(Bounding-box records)
== == ==

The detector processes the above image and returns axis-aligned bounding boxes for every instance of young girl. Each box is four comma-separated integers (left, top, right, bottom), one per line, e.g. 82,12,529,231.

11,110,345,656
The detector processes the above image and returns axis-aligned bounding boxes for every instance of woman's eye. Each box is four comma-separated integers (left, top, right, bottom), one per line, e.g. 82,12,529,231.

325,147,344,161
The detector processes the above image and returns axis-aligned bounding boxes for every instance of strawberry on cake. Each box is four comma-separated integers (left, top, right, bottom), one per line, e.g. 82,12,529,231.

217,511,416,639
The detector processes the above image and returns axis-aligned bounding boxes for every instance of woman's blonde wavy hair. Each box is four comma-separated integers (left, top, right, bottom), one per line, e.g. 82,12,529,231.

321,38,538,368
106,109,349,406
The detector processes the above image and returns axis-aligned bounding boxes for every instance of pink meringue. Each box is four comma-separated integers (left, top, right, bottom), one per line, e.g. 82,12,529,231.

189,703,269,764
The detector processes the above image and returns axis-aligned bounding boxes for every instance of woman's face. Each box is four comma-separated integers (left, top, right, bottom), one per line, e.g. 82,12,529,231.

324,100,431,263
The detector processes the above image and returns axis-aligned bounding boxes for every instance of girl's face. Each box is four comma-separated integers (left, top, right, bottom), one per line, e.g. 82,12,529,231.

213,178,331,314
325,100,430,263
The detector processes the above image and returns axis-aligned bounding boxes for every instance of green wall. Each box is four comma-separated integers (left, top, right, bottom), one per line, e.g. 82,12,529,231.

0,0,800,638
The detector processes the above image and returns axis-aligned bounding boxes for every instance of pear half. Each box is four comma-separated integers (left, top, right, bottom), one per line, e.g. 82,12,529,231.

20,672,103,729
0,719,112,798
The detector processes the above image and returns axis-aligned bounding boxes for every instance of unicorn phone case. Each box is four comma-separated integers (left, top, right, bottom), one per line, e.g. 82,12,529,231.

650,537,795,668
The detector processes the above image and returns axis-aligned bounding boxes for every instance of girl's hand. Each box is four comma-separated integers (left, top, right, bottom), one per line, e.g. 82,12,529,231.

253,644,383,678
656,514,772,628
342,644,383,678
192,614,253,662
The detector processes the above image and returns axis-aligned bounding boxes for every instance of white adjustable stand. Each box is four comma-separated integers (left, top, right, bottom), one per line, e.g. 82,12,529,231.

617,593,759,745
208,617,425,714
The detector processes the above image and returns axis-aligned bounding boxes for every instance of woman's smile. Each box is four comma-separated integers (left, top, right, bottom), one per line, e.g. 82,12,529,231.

== == ==

* What this task involves *
Please reproduce every one of the entries above word for word, leaving each unchanged.

* Task output *
The detector processes the above image and returns axis-aligned bounding boxes for every instance of young girl. Each box is four comma-separated integers (left, top, right, bottom), one per line, e.g. 82,12,529,231.

11,110,345,656
The detector processes the above image and returns axis-aligned bounding boxes for every instance of woman's eye. Each box is four comma-separated integers (left, top, right, bottom), one per line, e.g. 82,12,529,231.

325,147,344,161
The detector processes the above image and returns axis-aligned bounding boxes for every instance of strawberry on cake. Each box is four comma-separated integers (left, top, right, bottom), one per line, e.g. 82,12,529,231.

217,511,416,639
The detector processes the above image and returns axis-aligned bounding boxes for every instance of woman's blonde wavy hair. Each box is four comma-separated integers (left, top, right, bottom), one per line, e.g. 82,12,529,231.

321,38,538,368
106,109,349,406
The detector processes the above image and returns axis-aligned bounding boxes for every instance of pink meringue. Each box is four comma-separated integers (left, top, right, bottom), one per line, e.g. 82,12,529,231.

189,703,269,764
The detector processes the above image and returns axis-aligned bounding boxes for every instance of woman's face. Each box is four comma-separated integers (left, top, right, bottom), one per line, e.g. 82,12,529,231.

324,100,431,263
The detector processes the above image and returns axis-aligned bounding boxes for every instance of girl's face. Each box is four comma-separated integers (left, top, right, bottom), one per line, e.g. 82,12,529,231.

213,178,331,314
325,100,430,263
The detector processes the above image and returns axis-aligned bounding boxes for every instance of green wall. Each box is four comma-separated integers (left, top, right, bottom), one per line, e.g. 82,12,529,231.

0,0,800,638
The detector processes the above image and returns axis-aligned bounding boxes for every instance of pear half. Each box is four comma-separated integers (left, top, right, bottom), one per line, e.g. 82,12,529,231.

20,672,103,729
0,719,112,798
The detector processes the above image and returns axis-aligned bounding boxes for every instance of unicorn phone case. Each box is four comma-separated integers (left, top, right, bottom), one per line, e.g. 82,12,529,231.

650,537,795,668
The detector processes the above image and returns axis-aligned bounding boxes for every instance of girl's hand. Each box is four comma-separated integers (left, top, right, bottom), one per line, e.g. 82,12,529,231.

253,644,383,678
656,514,772,628
342,644,383,678
192,614,253,662
The detector processes the above image and returns axis-aligned bounding boxes for every instance of white adjustable stand. Each box is four comma-separated integers (left, top, right, bottom), one per line, e.g. 82,12,529,231.

617,593,759,745
208,617,425,714
The detector processes the above image and returns axis-aligned bounding boxes for every instance of woman's smile. Each box is four comma-separated integers (left, top, right, bottom), one per line, e.g. 82,12,529,231.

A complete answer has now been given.